WORKING DATA:
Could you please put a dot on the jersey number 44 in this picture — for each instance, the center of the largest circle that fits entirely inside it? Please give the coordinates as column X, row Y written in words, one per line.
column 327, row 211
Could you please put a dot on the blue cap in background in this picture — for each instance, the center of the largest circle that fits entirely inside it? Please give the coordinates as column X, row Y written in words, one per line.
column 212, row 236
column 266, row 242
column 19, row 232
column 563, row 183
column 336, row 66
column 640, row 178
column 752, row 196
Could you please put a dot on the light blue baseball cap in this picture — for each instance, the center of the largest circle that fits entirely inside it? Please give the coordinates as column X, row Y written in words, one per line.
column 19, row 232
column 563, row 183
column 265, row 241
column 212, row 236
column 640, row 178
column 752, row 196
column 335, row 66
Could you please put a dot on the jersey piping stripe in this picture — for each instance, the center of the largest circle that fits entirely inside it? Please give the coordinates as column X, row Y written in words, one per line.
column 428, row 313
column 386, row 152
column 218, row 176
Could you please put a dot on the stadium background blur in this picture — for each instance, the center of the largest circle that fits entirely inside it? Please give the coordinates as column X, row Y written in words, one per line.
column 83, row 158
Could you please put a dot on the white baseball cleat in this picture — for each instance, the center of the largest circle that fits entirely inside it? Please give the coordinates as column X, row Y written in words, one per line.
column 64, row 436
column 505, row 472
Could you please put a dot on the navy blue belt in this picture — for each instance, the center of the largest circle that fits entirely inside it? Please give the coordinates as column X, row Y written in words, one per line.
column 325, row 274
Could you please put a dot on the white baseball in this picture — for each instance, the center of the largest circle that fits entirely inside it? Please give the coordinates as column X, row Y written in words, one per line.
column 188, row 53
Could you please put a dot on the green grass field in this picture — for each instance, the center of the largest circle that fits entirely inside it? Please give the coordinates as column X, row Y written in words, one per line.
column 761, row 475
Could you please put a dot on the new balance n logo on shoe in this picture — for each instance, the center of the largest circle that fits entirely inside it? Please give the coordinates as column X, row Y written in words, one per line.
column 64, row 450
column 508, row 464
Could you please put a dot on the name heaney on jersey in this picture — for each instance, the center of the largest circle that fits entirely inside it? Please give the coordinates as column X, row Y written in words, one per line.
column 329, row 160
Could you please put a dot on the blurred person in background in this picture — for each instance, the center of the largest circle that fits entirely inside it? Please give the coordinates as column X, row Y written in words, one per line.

AIM: Lay out every one of the records above as a JSON list of strings, with each line as its own string and blank lines omitted.

WRITTEN SOLUTION:
[
  "Could you please put a dot on the jersey number 44 in this picture — for each instance, the center of the largest circle that fits entirely inside it? Please give the coordinates as column X, row Y written in words, one per line.",
  "column 327, row 211",
  "Could you please put a dot on the blue cap in background in this picture — for each instance, the center of the largest circle that fits entirely inside it? Please give the coordinates as column X, row Y written in words, one per line.",
  "column 212, row 236",
  "column 266, row 242",
  "column 19, row 232",
  "column 563, row 183",
  "column 336, row 66",
  "column 640, row 178",
  "column 752, row 196",
  "Could you please put a dot on the light blue baseball cap in this picture — for each instance, the center of the largest circle that fits entirely inside it? Please give the coordinates as column X, row Y written in words, one per line.",
  "column 19, row 232",
  "column 563, row 183",
  "column 265, row 241",
  "column 212, row 236",
  "column 640, row 178",
  "column 752, row 196",
  "column 335, row 66",
  "Could you please put a dot on the jersey piping stripe in this picture — for each instance, the center of the largest circle that fits entirely inside it? Please give the coordinates as column X, row Y written in words, one per line.",
  "column 428, row 313",
  "column 386, row 152",
  "column 218, row 176",
  "Could you please put a dot on the stadium background blur in this picture — for each instance, the center of the largest circle that fits entirely inside it? Please give the coordinates as column X, row Y written in words, one per line.",
  "column 83, row 158",
  "Could you please put a dot on the white baseball cleat in this picture — for each instance, the center of the largest circle that fits entirely inside it? Please give the coordinates as column X, row Y written in words, one per line.",
  "column 64, row 436",
  "column 505, row 472",
  "Could you please put a dot on the navy blue belt in this picture — for each instance, the center of the largest circle that fits entirely inside it? Please give the coordinates as column X, row Y written in words, one per line.",
  "column 325, row 274",
  "Could you please put a dot on the white baseball in this picture — for each instance, the center of the largest circle that fits entirely inside it? Please give the coordinates as column X, row Y written in words, one per line.",
  "column 188, row 53",
  "Could you please put a dot on the green grass field in this picture — for each instance, the center of the largest circle that fits entirely inside it? Please give the coordinates as column X, row Y written in words, one per line.",
  "column 761, row 475",
  "Could you please put a dot on the new balance n logo on shoe in this picture — for each instance, the center of the largest circle that fits entirely inside it? Please give the coordinates as column X, row Y written in words, one per line.",
  "column 64, row 450",
  "column 508, row 464",
  "Could you please put a dot on the name heaney on jersey in this picture — for each instance, the center of the largest circle that fits entirely inside it? Please give the coordinates as column X, row Y written in words, one per line.",
  "column 329, row 160",
  "Could you please put a dot on the blurred person in background in this picture — for each instance, the center of the largest circle that fits entirely inside it? Please give the coordinates as column X, row Y written in words, one per line."
]